-------- Excerpted text --------

Question

How do you convert `i(6 + 6i)` to polar form?

Answer 1

`(6sqrt2,(3pi)/4)`

Explanation:

To convert from `color(blue)"cartesian to polar form"`

`color(orange)"Reminder"`

`color(red)(|bar(ul(color(white)(a/a)color(black)(r=sqrt(x^2+y^2))color(white)(a/a)|)))" and "`

`color(red)(|bar(ul(color(white)(a/a)color(black)(theta=tan^-1(y/x))color(white)(a/a)|)))`

The first step, however, is to distribute the bracket.

--------

**Aim A**
In the explanation of converting i(6 + 6i) to polar form, what is the first step?
**Aim B**
Continue the explanation of converting i(6 + 6i) to polar form from where it stops.

-------- Dataset --------

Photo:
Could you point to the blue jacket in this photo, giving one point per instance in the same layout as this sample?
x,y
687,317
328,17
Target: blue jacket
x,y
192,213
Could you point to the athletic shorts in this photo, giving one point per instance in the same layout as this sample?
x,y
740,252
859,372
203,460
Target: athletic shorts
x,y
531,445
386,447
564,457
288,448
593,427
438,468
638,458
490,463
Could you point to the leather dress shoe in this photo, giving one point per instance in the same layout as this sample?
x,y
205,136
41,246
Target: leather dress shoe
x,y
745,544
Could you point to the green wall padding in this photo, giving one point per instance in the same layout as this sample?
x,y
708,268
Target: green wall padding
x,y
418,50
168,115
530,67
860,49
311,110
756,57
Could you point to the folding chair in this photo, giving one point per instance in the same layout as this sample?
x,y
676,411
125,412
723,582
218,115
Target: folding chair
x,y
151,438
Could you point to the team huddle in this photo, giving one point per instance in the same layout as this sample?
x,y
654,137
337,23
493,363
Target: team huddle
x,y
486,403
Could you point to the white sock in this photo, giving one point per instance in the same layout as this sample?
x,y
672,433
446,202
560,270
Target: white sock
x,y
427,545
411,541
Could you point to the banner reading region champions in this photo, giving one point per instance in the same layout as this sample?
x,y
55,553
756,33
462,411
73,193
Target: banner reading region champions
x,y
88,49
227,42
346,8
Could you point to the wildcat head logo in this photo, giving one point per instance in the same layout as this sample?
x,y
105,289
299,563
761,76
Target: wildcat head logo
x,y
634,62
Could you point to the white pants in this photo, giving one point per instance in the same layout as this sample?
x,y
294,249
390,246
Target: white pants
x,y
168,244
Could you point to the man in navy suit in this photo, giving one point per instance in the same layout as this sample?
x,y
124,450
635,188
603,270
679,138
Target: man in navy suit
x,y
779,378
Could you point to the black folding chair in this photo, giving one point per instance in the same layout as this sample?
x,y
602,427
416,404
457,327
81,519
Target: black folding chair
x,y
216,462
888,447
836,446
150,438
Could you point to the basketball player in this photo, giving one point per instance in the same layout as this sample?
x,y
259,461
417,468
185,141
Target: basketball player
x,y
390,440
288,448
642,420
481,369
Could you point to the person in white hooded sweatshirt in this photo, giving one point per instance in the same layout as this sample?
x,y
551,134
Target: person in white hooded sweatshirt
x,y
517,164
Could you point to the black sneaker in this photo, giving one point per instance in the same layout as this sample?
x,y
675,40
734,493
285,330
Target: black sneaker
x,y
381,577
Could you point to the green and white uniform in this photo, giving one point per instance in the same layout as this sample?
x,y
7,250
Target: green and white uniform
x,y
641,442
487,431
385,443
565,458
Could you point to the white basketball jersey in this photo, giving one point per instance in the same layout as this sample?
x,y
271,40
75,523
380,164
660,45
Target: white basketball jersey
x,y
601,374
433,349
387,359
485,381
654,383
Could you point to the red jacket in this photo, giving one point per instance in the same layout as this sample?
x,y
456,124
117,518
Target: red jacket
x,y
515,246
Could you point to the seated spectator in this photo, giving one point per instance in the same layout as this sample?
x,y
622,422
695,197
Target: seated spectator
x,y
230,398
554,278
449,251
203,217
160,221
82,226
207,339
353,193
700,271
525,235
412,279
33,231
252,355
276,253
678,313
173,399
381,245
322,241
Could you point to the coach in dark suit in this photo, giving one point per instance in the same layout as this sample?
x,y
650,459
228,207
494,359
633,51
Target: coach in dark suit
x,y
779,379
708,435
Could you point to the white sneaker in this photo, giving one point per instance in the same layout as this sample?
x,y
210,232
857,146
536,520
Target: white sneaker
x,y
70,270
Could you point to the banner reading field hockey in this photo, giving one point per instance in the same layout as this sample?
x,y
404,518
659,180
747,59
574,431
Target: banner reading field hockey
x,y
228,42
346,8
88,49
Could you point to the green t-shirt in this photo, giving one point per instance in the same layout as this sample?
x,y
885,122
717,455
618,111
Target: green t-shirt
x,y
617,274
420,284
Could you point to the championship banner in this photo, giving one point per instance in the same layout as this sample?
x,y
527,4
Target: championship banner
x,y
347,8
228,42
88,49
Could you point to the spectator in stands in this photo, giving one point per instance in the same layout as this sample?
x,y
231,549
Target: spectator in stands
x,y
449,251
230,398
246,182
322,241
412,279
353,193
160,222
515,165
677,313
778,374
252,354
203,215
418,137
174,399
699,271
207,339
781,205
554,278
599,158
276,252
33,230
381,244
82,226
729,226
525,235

--------

**Exercise answer A**
Distribute the bracket.

**Exercise answer B**
`rArri(6+6i)=6i+6i^2" and " color(red)(|bar(ul(color(white)(a/a)color(black)(i^2=(sqrt(-1))^2=-1)color(white)(a/a)|)))`

`rArr6i+6i^2=-6+6i`

here x = -6 and y = 6

`rArrr=sqrt((-6)^2+6^2)=sqrt72=6sqrt2`

Now - 6 + 6i is in the 2nd quadrant so we must ensure that `theta` is in the 2nd quadrant.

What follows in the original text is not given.